◆ **AIM OF THE EXERCISE**: Will you quote only the lines starting at the one that contains "instance like [63,215]." and ending with the last line of the listing below, inclusive?

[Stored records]

-- begin --

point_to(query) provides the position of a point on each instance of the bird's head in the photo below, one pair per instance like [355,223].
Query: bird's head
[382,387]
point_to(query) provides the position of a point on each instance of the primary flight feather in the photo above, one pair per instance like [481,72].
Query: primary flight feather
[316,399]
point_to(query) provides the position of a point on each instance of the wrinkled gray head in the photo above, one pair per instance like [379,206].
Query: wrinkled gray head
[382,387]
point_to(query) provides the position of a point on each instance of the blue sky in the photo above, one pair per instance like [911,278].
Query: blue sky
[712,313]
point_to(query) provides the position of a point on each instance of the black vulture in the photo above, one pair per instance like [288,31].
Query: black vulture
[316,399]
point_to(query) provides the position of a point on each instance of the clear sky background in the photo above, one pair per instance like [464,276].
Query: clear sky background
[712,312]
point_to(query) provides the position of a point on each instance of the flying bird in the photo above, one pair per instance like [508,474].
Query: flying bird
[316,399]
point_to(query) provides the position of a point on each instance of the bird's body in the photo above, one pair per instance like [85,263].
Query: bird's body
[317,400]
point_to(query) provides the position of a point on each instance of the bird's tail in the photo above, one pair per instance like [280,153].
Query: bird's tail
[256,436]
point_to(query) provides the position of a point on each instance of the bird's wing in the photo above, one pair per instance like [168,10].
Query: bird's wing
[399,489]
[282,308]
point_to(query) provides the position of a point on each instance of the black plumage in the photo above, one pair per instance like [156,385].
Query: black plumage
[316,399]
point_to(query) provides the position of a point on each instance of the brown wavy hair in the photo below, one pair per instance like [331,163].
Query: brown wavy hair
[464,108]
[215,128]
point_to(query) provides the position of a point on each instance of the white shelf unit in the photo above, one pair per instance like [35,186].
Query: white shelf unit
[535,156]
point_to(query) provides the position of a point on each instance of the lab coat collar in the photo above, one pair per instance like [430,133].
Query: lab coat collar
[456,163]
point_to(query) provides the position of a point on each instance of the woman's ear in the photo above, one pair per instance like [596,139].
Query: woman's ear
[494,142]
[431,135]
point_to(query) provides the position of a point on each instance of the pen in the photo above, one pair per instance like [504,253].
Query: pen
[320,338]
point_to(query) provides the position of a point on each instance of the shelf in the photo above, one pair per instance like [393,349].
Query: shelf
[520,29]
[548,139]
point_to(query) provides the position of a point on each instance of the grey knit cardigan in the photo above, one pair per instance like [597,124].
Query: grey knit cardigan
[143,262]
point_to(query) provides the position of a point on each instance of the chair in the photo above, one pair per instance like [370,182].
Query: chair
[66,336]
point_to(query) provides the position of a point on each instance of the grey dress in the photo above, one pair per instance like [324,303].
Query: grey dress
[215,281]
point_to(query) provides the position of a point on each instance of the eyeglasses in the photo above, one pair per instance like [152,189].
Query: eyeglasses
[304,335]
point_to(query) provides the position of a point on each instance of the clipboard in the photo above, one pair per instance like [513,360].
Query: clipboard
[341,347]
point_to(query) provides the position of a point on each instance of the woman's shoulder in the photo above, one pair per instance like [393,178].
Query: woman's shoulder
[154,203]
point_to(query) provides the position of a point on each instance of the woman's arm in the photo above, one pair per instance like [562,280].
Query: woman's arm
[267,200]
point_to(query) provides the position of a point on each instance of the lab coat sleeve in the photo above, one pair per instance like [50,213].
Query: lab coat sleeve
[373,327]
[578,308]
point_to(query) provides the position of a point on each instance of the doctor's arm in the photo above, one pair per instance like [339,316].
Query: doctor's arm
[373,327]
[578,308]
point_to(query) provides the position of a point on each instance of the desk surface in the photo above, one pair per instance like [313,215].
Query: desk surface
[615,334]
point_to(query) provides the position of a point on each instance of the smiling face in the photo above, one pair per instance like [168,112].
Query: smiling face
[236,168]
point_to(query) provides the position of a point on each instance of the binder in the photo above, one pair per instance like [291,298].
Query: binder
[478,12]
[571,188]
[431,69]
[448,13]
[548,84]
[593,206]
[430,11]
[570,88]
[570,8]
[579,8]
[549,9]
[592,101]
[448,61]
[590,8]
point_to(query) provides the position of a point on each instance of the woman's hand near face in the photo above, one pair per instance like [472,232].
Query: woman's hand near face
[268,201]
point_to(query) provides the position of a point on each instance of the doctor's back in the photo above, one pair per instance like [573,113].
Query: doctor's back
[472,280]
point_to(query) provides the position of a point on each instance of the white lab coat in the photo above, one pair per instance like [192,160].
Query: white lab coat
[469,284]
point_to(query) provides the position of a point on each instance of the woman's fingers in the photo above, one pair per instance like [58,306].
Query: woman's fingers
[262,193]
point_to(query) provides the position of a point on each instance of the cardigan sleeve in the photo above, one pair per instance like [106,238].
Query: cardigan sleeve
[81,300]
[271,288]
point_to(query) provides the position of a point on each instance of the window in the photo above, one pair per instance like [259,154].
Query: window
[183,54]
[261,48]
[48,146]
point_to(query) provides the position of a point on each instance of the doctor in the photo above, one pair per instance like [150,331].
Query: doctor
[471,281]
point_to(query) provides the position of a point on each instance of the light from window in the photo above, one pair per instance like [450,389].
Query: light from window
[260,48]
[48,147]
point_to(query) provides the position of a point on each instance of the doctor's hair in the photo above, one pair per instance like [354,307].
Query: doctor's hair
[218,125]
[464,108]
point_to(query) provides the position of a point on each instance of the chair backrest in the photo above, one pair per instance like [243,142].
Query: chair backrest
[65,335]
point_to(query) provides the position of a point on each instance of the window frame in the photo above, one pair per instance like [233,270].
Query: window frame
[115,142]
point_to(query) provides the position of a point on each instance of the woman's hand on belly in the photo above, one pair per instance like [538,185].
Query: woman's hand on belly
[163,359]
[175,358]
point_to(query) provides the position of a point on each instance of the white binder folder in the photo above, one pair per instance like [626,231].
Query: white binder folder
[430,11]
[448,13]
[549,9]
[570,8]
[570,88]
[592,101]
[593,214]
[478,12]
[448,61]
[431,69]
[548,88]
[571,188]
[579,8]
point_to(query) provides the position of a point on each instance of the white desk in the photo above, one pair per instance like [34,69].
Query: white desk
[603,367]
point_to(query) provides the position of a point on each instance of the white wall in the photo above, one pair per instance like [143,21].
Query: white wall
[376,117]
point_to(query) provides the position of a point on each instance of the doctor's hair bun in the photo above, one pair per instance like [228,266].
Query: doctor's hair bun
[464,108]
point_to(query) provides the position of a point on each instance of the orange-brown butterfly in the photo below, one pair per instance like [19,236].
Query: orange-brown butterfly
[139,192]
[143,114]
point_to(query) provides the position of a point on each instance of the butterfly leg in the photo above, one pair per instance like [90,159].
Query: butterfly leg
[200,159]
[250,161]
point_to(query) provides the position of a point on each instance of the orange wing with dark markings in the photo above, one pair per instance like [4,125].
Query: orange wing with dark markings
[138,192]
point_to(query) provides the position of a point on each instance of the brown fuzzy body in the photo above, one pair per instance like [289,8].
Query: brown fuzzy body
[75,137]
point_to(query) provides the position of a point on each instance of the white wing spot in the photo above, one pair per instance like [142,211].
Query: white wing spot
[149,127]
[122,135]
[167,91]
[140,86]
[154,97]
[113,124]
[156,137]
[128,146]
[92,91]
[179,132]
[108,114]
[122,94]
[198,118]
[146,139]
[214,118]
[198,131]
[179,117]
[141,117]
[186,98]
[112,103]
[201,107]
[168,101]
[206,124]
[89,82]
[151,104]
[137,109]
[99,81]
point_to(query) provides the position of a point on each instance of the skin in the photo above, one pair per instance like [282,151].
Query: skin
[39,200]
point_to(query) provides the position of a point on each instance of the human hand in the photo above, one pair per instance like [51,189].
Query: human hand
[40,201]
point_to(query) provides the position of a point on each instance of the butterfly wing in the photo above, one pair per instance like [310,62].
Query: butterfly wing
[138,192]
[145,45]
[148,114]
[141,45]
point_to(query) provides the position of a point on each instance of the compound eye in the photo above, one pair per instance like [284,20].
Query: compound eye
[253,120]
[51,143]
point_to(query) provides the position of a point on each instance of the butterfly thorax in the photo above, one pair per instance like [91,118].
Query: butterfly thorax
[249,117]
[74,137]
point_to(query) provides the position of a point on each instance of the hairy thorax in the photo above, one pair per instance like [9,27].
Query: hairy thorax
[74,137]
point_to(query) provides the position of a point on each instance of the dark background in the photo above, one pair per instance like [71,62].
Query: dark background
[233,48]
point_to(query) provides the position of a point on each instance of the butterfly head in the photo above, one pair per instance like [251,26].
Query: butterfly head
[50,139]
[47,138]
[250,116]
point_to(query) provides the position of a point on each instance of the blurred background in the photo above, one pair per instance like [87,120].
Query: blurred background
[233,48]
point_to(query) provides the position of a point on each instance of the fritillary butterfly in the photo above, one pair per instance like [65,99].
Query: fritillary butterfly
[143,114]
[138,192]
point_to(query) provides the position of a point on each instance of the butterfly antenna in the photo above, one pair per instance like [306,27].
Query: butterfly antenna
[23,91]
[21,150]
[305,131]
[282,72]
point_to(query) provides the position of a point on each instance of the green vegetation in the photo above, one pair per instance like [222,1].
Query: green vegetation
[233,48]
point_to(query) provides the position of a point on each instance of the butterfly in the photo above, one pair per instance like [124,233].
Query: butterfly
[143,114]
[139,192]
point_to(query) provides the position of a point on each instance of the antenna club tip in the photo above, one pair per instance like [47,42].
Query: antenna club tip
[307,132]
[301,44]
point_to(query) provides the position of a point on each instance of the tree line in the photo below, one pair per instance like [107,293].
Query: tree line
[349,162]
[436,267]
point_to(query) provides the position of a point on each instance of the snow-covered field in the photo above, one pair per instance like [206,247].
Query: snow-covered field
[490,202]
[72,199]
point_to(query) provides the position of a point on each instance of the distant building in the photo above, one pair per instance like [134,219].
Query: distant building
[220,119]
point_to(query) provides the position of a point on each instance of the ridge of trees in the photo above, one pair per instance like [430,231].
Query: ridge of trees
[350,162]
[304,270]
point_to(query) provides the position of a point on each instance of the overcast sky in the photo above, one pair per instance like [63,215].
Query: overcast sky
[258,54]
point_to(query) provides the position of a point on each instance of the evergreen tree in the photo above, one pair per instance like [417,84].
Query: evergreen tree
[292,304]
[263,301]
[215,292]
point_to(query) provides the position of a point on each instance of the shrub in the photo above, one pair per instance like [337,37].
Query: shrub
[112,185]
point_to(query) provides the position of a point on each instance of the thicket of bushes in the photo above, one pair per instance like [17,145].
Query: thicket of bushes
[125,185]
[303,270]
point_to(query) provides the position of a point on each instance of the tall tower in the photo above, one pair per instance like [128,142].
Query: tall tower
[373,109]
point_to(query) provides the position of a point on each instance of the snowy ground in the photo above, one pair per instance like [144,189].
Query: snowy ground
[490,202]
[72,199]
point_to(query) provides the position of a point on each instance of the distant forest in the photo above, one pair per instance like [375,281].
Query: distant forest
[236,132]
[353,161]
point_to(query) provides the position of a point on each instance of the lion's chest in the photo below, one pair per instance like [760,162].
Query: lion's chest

-- end --

◆ **RESULT OF THIS TASK**:
point_to(query) provides the position of a point on each instance of the overcast sky in the photo above, one pair per instance like [63,215].
Query: overcast sky
[258,54]
point_to(query) provides the position of a point on each instance of the evergreen tree in the photo above, one pair per instance like [417,84].
Query: evergreen tree
[292,304]
[263,301]
[215,292]
point_to(query) provides the position of a point on each instance of the shrub in the photo above, one pair per instance like [337,37].
Query: shrub
[112,185]
point_to(query) provides the position of a point on each instance of the thicket of bushes in the photo above, one pair per instance like [17,145].
Query: thicket of bushes
[125,185]
[303,270]
point_to(query) provides the position of a point on each instance of the tall tower in the photo above, one pair per instance like [128,142].
Query: tall tower
[373,109]
point_to(query) provides the position of a point on each instance of the snowy ground in the photo above, one pair per instance like [144,189].
Query: snowy ground
[490,202]
[72,199]
point_to(query) provides the position of a point on each instance of the distant forest in the photo above, one pair per instance like [375,281].
Query: distant forest
[236,132]
[353,161]
point_to(query) provides the position of a point on each instance of the lion's chest in the photo below, one pair per instance like [760,162].
Query: lion's chest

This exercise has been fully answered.